- Obiettivo:
Secondo l'estratto selezionato, a che cosa deve il proprio nome la pianta "dente di leone"?

- Estratto selezionato:
====================

19 Ago 19/8 Denti di leone tra i pezzi sostenibili nelle nostre automobili ?
di Eduardo Lubrano. Denti di leone tra i pezzi sostenibili nelle nostre macchine? Sì, certo. Ma non c’entra il ben noto felino: si tratta infatti della pianta “dente di leone“, cosiddetta grazie alle foglie dentellate.. L’industria delle automobili, pesantemente sotto accusa da anni per l’inquinamento atmosferico e per la difficoltà di riciclare i componenti delle macchine, sta lavorando per ridurre entrambi i problemi. Il ricorso alle tecnologie più moderne a disposizione degli ingegneri progettisti potrà dare nel medio lungo termine qualche risultato importante: macchine più resistenti ma soprattutto meno inquinanti e non solo per un miglior motore.

====================

- Estratto dei dati:

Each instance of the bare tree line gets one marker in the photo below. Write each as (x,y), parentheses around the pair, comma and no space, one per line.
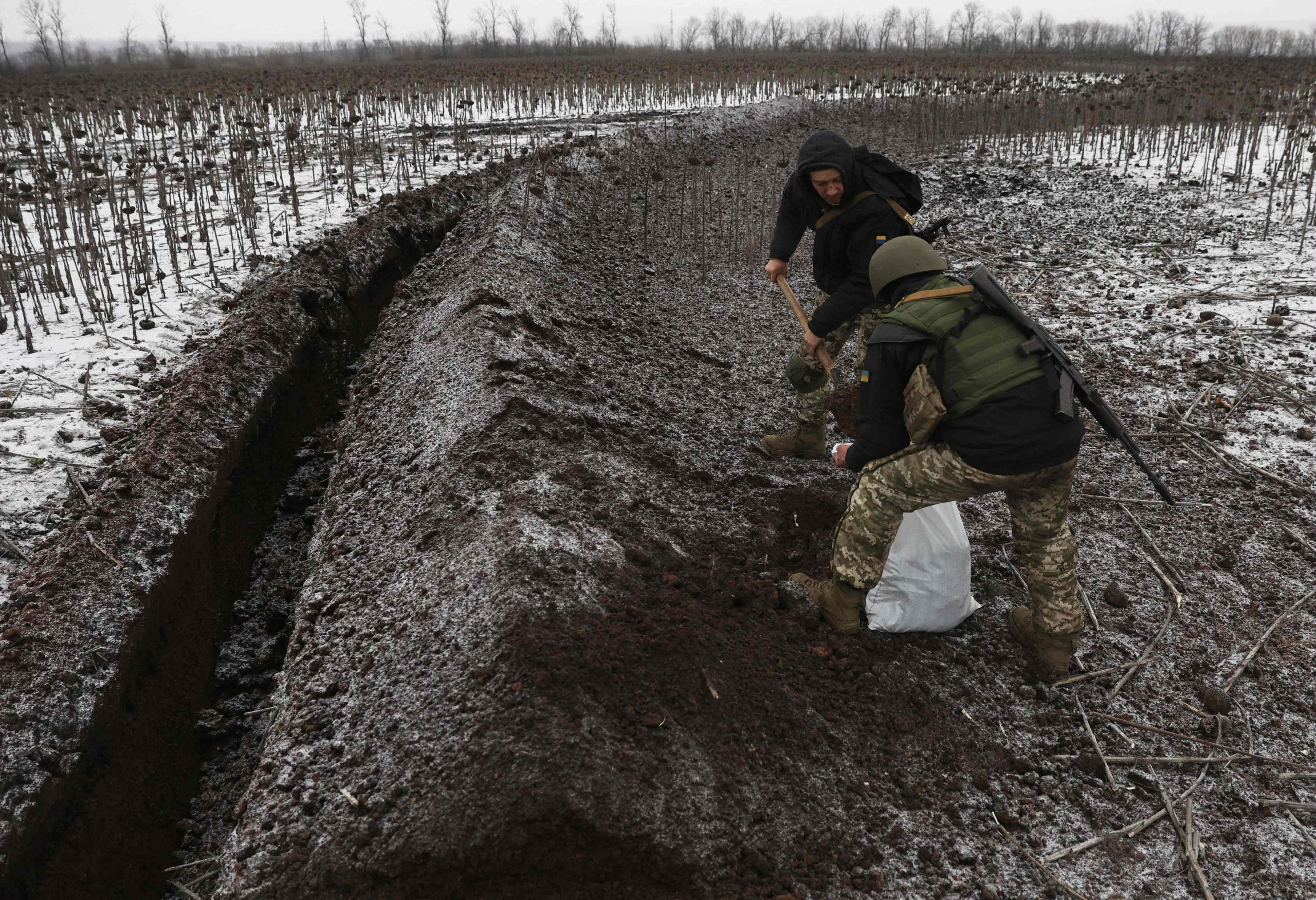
(501,28)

====================

- Risultato corretto:
Alle foglie dentellate.